## [Exercise inputs]
'''
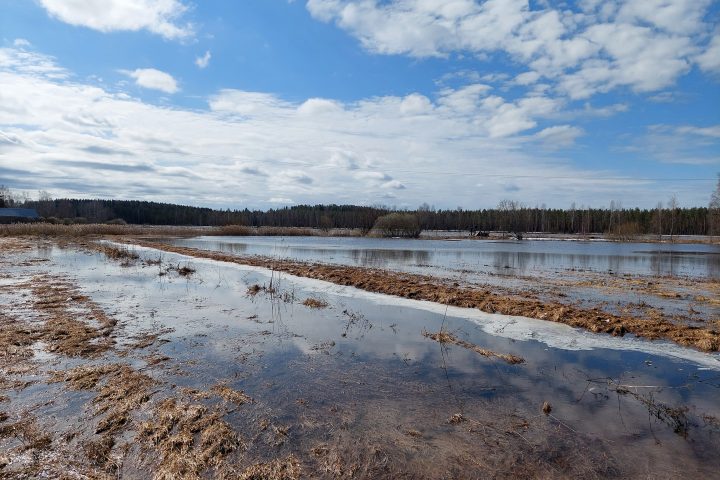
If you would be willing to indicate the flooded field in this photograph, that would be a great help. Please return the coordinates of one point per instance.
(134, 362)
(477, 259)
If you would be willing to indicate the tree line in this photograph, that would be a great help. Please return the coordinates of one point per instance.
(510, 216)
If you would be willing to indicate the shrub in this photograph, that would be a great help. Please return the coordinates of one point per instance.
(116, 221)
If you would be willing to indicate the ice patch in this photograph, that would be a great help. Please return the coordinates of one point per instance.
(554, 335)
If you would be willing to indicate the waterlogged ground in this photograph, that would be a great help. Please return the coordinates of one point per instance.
'''
'''
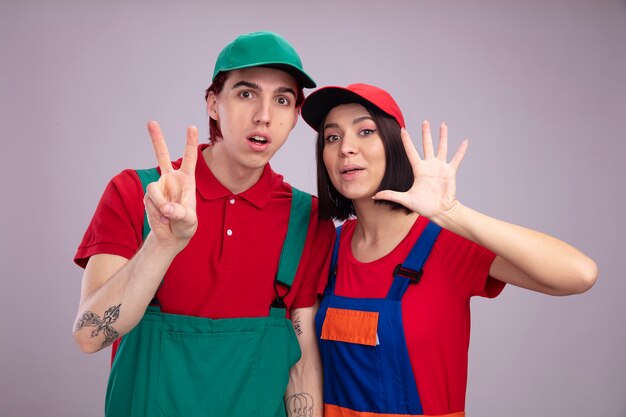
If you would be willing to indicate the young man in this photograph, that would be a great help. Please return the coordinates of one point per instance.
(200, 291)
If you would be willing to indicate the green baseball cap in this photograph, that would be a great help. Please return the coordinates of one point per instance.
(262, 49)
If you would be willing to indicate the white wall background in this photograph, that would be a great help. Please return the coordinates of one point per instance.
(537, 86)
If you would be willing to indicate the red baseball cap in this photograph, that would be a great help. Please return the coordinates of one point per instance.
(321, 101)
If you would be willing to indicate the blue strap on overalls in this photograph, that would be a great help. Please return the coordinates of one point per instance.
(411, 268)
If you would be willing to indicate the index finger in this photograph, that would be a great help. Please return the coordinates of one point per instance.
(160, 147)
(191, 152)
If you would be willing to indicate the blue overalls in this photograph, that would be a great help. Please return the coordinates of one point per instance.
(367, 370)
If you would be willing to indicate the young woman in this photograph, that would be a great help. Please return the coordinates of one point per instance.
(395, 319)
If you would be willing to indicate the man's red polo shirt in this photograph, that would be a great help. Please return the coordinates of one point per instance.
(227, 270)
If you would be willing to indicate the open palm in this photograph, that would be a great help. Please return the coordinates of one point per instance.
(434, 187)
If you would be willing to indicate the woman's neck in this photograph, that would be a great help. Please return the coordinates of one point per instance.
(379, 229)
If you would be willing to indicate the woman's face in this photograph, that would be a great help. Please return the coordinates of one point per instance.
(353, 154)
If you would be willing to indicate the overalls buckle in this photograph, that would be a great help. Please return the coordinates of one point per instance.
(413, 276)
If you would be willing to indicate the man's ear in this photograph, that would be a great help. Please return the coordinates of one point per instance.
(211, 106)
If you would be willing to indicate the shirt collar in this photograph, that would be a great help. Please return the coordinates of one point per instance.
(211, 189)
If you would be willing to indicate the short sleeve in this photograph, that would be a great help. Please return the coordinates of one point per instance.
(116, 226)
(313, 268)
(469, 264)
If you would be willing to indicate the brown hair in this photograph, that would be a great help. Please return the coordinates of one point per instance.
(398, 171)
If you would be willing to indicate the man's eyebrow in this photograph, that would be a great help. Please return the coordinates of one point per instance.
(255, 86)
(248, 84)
'''
'''
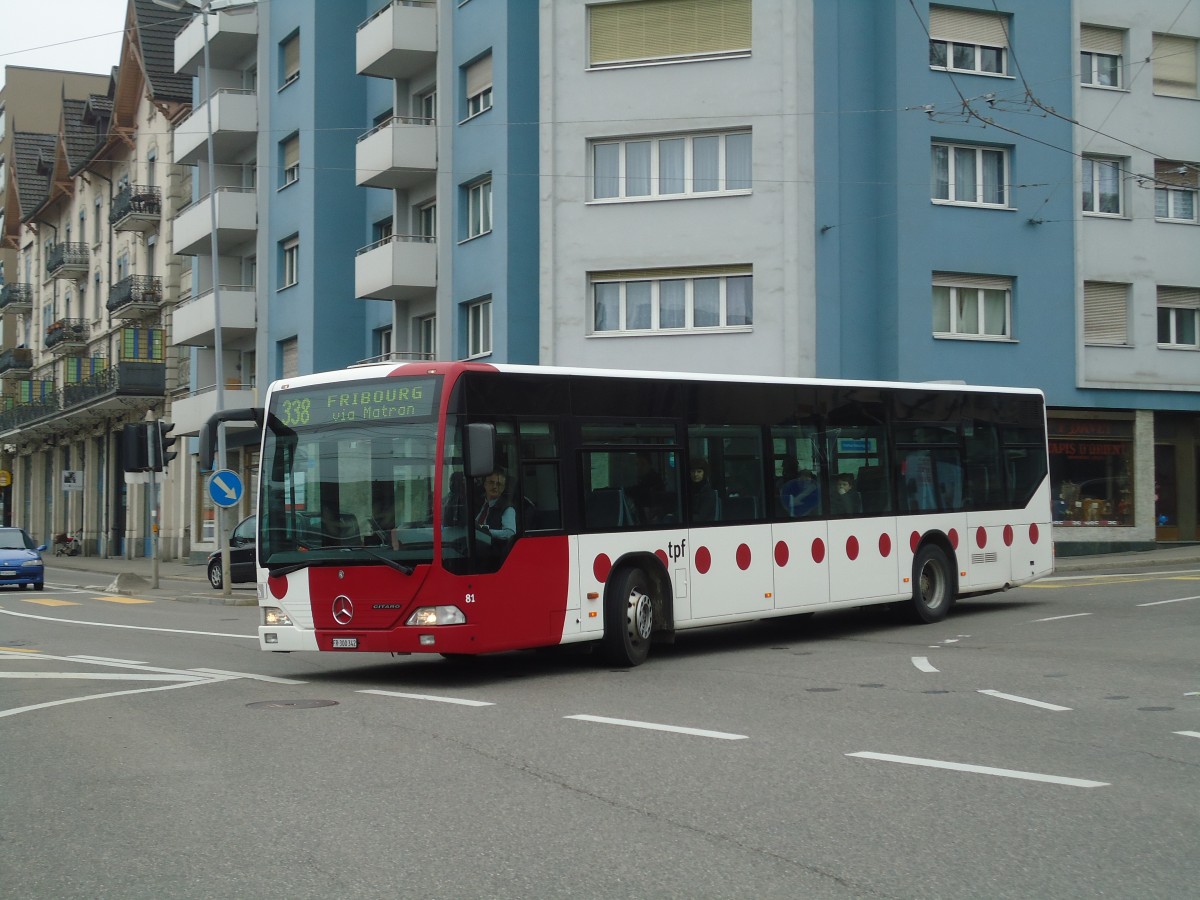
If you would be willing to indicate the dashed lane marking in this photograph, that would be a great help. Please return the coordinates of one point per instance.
'''
## [The task]
Return exactly the lines above from the line that has "If you would be willing to indicate the tree" through the line that has "If you would be willing to indicate the waterlogged", inclusive, and nothing else.

## [Task solution]
If you would be willing to indicate the tree line in this photograph, that would be a great help. Please return the coordinates of one point per instance.
(510, 216)
If you would be willing to indicate the shrub in this photograph, that would be a great help. Please return the coordinates of one point per instance.
(116, 221)
If you would be willing to indicate the ice patch in this photograph, that would be a great help. Please return the coordinates of one point per instance.
(554, 335)
If you would be willing to indicate the waterlogged ground in this photograph, that would be a great help. Please return the coordinates of one point per instance.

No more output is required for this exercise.